■ Task objective: Please repeat the lines below exactly. Begin with the line containing "[locate] grey shingled" and go on through the line containing "[locate] exterior staircase".

Records drawn from a dataset

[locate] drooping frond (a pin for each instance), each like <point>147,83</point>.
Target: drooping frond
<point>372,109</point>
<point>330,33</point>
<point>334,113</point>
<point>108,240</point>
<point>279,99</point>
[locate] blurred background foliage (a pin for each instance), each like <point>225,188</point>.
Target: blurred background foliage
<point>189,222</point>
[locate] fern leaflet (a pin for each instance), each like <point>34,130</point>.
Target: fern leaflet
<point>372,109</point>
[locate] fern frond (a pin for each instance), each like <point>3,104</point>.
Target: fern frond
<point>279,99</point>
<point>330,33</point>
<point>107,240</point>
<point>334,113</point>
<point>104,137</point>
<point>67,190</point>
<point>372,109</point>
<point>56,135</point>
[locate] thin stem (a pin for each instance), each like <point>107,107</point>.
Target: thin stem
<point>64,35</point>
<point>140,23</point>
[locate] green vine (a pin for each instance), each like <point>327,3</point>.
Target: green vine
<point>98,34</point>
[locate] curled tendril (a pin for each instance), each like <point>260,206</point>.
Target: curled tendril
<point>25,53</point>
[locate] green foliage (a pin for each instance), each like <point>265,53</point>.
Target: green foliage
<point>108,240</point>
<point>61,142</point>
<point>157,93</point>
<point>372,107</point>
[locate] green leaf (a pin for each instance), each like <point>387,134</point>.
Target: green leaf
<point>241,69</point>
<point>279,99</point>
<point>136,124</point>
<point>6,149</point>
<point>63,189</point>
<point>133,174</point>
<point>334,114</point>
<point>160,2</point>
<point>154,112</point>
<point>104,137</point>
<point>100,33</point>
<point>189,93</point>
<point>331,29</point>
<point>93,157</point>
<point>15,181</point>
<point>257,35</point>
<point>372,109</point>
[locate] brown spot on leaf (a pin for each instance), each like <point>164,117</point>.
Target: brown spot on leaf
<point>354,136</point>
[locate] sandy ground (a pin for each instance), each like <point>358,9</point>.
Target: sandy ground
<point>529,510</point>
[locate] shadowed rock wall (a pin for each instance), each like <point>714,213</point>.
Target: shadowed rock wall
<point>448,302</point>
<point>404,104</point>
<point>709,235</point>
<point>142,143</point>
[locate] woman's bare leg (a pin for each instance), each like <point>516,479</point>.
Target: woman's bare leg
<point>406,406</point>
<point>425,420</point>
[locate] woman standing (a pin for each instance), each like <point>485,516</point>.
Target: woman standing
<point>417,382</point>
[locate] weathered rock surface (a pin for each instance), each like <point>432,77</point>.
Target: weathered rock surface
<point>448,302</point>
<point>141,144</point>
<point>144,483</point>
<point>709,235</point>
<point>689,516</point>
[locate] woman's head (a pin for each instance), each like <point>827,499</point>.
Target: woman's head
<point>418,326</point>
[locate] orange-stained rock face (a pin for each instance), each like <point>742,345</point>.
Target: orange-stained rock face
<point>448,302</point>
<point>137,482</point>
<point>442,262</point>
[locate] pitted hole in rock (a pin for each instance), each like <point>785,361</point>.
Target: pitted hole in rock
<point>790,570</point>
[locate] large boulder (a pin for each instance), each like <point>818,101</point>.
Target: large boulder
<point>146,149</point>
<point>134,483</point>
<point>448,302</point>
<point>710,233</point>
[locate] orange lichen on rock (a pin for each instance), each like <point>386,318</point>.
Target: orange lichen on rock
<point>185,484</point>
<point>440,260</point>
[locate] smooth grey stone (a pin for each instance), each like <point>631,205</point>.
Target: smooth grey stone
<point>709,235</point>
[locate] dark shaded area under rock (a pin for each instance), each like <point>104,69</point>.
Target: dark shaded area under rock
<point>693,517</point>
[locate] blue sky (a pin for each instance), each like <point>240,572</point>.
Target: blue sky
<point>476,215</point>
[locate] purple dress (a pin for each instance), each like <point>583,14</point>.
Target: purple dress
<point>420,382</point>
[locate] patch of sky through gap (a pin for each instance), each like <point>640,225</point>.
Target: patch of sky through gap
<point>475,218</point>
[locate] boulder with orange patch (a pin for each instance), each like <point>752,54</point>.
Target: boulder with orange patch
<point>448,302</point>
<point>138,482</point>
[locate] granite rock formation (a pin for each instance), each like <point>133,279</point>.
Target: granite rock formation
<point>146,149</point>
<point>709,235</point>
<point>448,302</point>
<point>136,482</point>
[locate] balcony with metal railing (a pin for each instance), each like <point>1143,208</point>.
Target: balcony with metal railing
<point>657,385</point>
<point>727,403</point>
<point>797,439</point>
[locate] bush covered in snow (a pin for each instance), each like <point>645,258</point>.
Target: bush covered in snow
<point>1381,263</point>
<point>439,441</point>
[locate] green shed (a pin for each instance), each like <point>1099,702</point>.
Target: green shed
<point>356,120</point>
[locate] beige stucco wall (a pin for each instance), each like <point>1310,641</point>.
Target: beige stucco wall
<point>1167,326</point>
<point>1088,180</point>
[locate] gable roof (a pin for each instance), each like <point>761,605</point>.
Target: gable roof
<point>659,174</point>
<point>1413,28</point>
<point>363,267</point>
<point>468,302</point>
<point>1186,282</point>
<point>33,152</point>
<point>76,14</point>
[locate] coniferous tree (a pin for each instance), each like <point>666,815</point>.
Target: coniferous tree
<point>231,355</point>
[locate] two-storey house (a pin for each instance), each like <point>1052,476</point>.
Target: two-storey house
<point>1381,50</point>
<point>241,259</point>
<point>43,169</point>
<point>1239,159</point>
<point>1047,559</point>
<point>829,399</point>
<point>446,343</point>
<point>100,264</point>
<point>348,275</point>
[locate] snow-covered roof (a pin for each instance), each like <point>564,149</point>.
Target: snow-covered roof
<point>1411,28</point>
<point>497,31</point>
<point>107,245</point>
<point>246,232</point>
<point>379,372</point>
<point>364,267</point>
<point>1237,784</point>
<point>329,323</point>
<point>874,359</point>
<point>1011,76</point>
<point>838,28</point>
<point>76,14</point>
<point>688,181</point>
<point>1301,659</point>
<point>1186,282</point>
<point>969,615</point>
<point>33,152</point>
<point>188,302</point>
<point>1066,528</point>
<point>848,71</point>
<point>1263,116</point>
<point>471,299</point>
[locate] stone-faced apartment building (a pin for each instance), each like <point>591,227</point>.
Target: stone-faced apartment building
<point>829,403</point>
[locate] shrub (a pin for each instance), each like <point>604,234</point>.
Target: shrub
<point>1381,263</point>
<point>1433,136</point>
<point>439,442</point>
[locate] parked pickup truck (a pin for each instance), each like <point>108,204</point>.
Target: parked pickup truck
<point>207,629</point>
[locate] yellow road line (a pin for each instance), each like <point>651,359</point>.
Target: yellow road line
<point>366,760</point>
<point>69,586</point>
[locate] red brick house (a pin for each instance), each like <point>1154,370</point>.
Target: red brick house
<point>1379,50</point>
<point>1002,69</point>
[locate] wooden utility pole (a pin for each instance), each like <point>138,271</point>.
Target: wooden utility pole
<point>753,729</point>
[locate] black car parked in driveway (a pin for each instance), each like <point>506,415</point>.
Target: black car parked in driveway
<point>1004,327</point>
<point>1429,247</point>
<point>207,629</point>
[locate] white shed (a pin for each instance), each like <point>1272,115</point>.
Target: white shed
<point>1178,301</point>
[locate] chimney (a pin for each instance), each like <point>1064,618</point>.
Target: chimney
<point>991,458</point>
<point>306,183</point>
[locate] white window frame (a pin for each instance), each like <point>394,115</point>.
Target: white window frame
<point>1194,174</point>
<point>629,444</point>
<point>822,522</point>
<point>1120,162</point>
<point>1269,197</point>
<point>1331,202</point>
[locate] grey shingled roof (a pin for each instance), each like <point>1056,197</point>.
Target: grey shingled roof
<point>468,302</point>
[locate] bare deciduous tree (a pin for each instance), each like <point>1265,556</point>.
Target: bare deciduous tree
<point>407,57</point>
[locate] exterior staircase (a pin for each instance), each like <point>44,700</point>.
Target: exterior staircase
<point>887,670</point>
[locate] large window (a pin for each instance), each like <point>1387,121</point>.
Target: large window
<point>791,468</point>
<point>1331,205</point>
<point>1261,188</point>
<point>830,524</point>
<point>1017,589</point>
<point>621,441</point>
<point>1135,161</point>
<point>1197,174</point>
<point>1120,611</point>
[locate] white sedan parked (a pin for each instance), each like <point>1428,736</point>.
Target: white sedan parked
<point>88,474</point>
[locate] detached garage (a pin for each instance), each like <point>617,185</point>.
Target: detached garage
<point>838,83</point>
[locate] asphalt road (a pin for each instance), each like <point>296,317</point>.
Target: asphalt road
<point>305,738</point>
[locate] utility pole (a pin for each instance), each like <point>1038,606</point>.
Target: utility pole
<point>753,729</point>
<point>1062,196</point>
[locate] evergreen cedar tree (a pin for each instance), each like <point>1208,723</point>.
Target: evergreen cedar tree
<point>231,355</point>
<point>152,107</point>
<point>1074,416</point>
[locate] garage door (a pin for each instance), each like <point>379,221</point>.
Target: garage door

■ Reply to the task:
[locate] grey shingled roof (a pin for each instance), each like <point>1056,197</point>.
Target: grey shingled roof
<point>468,302</point>
[locate] bare deciduous tree (a pin for each instance), each like <point>1265,556</point>.
Target: bare deciduous tree
<point>407,57</point>
[locate] exterior staircase (a pin for each instance), each like <point>44,700</point>.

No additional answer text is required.